* Assignment
Every entry that appears below is to be output exactly.

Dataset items
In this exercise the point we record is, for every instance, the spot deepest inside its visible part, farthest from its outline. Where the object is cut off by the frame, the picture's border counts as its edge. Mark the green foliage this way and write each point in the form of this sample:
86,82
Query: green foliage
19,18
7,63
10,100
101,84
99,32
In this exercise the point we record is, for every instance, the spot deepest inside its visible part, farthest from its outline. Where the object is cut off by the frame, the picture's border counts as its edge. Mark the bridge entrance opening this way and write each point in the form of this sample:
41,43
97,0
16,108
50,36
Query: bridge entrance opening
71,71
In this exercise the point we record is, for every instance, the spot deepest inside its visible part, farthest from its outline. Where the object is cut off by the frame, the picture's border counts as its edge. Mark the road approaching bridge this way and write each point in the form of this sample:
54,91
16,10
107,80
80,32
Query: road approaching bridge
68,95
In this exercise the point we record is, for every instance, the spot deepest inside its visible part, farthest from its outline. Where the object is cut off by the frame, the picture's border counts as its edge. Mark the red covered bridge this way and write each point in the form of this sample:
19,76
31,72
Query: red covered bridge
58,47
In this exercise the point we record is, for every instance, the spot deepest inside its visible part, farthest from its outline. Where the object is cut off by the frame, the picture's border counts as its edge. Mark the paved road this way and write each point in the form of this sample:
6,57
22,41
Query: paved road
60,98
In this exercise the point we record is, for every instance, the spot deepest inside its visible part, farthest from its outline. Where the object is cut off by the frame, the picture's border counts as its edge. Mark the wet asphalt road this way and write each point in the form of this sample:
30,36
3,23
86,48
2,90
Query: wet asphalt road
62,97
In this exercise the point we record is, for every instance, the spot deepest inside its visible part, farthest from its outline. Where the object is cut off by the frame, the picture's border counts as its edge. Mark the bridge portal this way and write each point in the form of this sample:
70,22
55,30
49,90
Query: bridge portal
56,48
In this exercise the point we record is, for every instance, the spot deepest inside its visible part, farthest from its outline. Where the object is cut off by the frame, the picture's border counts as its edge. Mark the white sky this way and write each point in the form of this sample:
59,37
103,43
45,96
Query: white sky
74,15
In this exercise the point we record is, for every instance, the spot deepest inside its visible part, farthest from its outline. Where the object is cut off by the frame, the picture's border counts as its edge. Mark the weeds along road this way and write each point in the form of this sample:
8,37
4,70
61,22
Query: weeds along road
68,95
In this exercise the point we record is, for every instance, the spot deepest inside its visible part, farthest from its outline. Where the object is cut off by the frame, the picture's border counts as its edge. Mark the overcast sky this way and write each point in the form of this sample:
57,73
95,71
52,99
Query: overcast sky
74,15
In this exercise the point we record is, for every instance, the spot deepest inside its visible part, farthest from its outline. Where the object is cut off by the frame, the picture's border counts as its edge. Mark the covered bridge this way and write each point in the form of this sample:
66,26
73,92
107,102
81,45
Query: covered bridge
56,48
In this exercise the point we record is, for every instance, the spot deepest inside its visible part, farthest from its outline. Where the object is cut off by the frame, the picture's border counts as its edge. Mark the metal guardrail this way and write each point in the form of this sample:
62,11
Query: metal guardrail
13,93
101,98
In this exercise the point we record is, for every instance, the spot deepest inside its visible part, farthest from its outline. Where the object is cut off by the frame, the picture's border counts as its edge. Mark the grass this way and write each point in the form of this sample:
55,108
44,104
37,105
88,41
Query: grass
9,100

* Answer section
In this exercise the point we record is, for every instance, the spot deepest inside its visible part, farthest from its outline. Where the object is cut off by the frame, the picture's border counts as its edge. Mark the green foliage this way and write each point in the form of this sample:
86,82
Query: green foliage
19,18
7,63
10,100
101,84
99,32
In this exercise the point we record is, for every instance, the spot deepest inside its visible part, farthest from its outline. Where the object is cut off by the frame, the picture's border counts as its edge. Mark the bridge entrance opening this way and write each point in the form of this sample:
41,43
97,0
16,108
50,36
Query: bridge entrance opening
71,71
In this exercise the point we record is, for every instance, the spot deepest inside its visible part, farthest from its outline. Where the object is cut off by the frame, the picture's border counts as its edge. Mark the road approaching bridge this way and write each point in the form of this sample:
54,91
16,10
107,80
80,32
Query: road approaching bridge
68,95
In this exercise the point we record is, for every instance, the spot deepest inside its visible part, farthest from its outline. Where the object is cut off by the frame, the picture's border counts as its edge. Mark the red covered bridge this way and write each point in the form of this sample:
19,76
31,72
Query: red covered bridge
58,47
In this exercise the point we record is, for every instance, the spot deepest inside its visible part, farthest from its outline. Where the object is cut off by the frame, the picture's border counts as its edge. Mark the paved road this way and write each point in the form of this sample:
6,57
22,41
Query: paved road
60,98
In this exercise the point we record is, for every instance, the spot deepest inside its visible part, farthest from its outline. Where the object is cut off by the frame, the picture's border counts as its edge. Mark the wet asphalt road this way and write each point in the form of this sample:
30,36
3,23
86,48
2,90
Query: wet asphalt road
62,97
In this exercise the point we record is, for every instance, the spot deepest inside its visible part, farthest from its outline. Where the object is cut off by the frame, the picture's border counts as its edge. Mark the bridge portal this way and write each point in the form of this sample:
70,22
55,30
49,90
Query: bridge portal
56,48
In this exercise the point we record is, for every instance, the spot deepest inside its visible part, farthest from its outline. Where the object is cut off by the frame, the picture's border counts as its edge. Mark the white sky this way and write each point in the form of this sample:
59,37
103,43
45,96
Query: white sky
74,15
In this exercise the point we record is, for every instance, the spot deepest inside its visible part, farthest from its outline. Where the object is cut off by the frame, the picture's border counts as its edge. Mark the weeds along road this way and write each point in the form of this sample:
8,37
4,70
61,22
Query: weeds along road
68,95
In this exercise the point we record is, for every instance, the spot deepest inside its visible part, farthest from its outline. Where the object is cut off by the frame, the picture's border counts as its edge. Mark the overcast sky this way and write each point in the form of this sample:
57,73
95,71
52,99
Query: overcast sky
74,15
In this exercise the point we record is, for every instance, the spot deepest inside its visible part, farthest from its outline. Where the object is cut off by the frame, the picture's border counts as its edge. Mark the covered bridge this way and write each point in the form of this sample:
66,26
73,92
107,102
81,45
Query: covered bridge
56,48
In this exercise the point we record is, for every instance, the spot deepest inside its visible part, farthest from its outline. Where the object is cut off by the frame, the picture's border counts as its edge. Mark the metal guardrail this way and write each point in the form of this sample:
62,11
Query: metal guardrail
13,93
101,98
In this exercise the point we record is, for every instance, the spot deepest inside its visible part, farthest from its outline. Where the object is cut off by the frame, the picture's border counts as its edge. Mark the grass this way and write each point in the form of this sample:
55,108
44,104
37,105
88,41
Query: grass
9,100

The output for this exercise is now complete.